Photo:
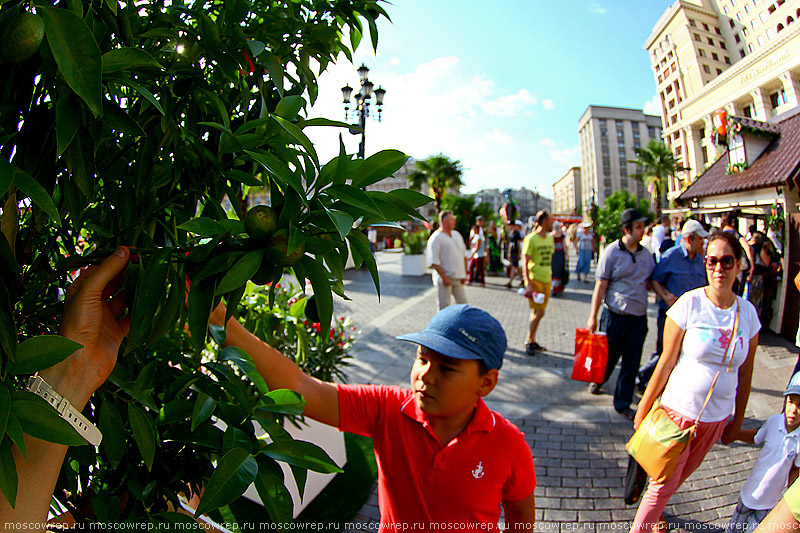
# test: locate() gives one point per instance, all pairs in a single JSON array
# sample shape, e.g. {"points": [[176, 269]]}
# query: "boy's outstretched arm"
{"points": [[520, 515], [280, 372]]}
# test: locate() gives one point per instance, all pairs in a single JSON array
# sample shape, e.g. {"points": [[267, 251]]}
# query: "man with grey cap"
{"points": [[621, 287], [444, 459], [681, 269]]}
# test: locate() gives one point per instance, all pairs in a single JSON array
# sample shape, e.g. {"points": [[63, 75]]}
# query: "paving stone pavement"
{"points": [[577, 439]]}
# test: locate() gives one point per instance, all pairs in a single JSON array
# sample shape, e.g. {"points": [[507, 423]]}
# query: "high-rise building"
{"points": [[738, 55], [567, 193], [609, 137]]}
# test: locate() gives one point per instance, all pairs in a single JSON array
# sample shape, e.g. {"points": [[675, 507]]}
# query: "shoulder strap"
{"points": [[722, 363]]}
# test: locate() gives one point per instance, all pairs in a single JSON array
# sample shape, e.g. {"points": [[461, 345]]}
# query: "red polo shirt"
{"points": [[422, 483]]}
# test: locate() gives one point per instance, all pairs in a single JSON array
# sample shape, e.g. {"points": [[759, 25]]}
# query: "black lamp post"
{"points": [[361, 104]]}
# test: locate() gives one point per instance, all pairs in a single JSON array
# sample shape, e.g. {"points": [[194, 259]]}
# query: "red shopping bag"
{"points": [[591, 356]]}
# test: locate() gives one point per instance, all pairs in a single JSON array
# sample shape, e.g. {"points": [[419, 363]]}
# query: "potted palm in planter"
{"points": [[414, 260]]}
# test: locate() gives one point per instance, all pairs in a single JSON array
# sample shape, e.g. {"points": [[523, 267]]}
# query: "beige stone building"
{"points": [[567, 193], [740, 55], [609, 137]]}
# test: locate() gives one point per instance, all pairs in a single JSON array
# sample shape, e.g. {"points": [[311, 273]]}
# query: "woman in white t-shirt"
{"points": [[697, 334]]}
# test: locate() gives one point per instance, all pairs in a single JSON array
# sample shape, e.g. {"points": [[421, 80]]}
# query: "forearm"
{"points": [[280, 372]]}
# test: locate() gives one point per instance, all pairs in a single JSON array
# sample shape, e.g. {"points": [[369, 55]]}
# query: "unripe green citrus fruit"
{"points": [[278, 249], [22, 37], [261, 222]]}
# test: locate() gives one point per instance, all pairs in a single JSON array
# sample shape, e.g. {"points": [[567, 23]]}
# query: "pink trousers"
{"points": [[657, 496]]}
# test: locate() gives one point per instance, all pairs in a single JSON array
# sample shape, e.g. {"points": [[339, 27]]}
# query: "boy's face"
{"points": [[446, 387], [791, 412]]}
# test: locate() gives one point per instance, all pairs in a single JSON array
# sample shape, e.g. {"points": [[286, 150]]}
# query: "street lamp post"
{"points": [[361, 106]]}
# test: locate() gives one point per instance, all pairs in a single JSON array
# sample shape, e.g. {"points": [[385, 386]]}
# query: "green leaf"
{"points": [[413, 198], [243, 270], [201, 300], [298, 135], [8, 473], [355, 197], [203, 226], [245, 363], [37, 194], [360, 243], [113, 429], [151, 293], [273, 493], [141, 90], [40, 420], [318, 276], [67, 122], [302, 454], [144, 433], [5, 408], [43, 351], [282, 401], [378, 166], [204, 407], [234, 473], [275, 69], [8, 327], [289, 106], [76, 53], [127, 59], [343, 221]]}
========================
**Prompt:**
Write the material out again exactly as it appears, dropping the pictures.

**Task output:**
Photo:
# test: locate() gives one point per instance, all pairs in a single JSON array
# sample shape, e.g. {"points": [[176, 269]]}
# query: "boy's outstretched arm"
{"points": [[520, 515], [280, 372]]}
# test: locate() gives one point per instance, all pairs in a single JSON array
# sample shape, e.g. {"points": [[267, 251]]}
# query: "man with grey cap"
{"points": [[621, 287], [444, 459], [681, 269]]}
# test: locate() gives one point per instance, all pairs in a single JSON array
# sample shape, e.g. {"points": [[63, 75]]}
# query: "paving stone pavement"
{"points": [[577, 439]]}
# test: locate() gives one point per instance, all pairs in a single JSON array
# sample shape, e.g. {"points": [[507, 423]]}
# query: "high-rise building"
{"points": [[738, 55], [567, 193], [609, 137]]}
# test: locate() gives one point per instance, all pairs in a single JSON array
# sample shape, e.g. {"points": [[675, 507]]}
# query: "shoulder strap"
{"points": [[722, 363]]}
# test: locate() gives one point per instance, all pairs in a single JSON array
# sample shape, e.g. {"points": [[461, 345]]}
# query: "red polo shirt"
{"points": [[422, 483]]}
# test: locate() gives one point per instance, all pairs in a single JSON array
# sample shape, e.g. {"points": [[759, 25]]}
# query: "black lamp post"
{"points": [[361, 104]]}
# test: locate() gives one point per instance, all pairs in a single JSON array
# sample shape, e.g. {"points": [[194, 259]]}
# query: "red shopping bag"
{"points": [[591, 356]]}
# test: locate() gives one point per instance, all pairs in a single JSON array
# sample shape, e.g. {"points": [[419, 363]]}
# query: "potted palm in planter"
{"points": [[414, 260]]}
# test: locate() gives one point per instance, all pairs in a single JSON array
# sample shape, e.g. {"points": [[523, 267]]}
# query: "beige stone building"
{"points": [[567, 193], [740, 55], [609, 137]]}
# test: locate() gives one point per instance, all pairs in a single JSON array
# sample shape, e.g. {"points": [[311, 273]]}
# query: "woman in white t-shirt"
{"points": [[697, 334]]}
# test: locate() gives one point per instance, all pairs in a single JSON array
# sample shape, e.g. {"points": [[421, 80]]}
# query: "forearm"
{"points": [[280, 372]]}
# test: locate() gives one point per instance, all pairs in a single JSON array
# sample shape, e.g. {"points": [[369, 55]]}
# query: "unripe green citrus fruit"
{"points": [[278, 249], [22, 37], [261, 222]]}
# test: locate() gives one point per instance, all pairs in a single JSON array
# sample shape, e.g. {"points": [[567, 23]]}
# query: "pink trousers"
{"points": [[657, 496]]}
# test: locate() gives one point per instance, all pairs in a single JSON array
# sample shape, e.g. {"points": [[339, 27]]}
# query: "boy's face"
{"points": [[446, 387], [791, 412]]}
# test: locate() gives one point per instance, all pairs in a single JSON array
# sample shape, e.g. {"points": [[286, 150]]}
# query: "street lamp post"
{"points": [[361, 106]]}
# test: locate() gives one point per instance, all pairs in a single JSON array
# sample shape, e.g. {"points": [[385, 386]]}
# query: "green leaf"
{"points": [[413, 198], [243, 270], [201, 300], [298, 135], [8, 473], [355, 197], [203, 226], [245, 363], [37, 194], [360, 243], [113, 429], [151, 293], [273, 493], [141, 90], [40, 420], [318, 276], [67, 122], [302, 454], [144, 433], [5, 408], [43, 351], [282, 401], [378, 166], [204, 407], [234, 473], [275, 69], [8, 327], [289, 106], [76, 53], [127, 59], [343, 221]]}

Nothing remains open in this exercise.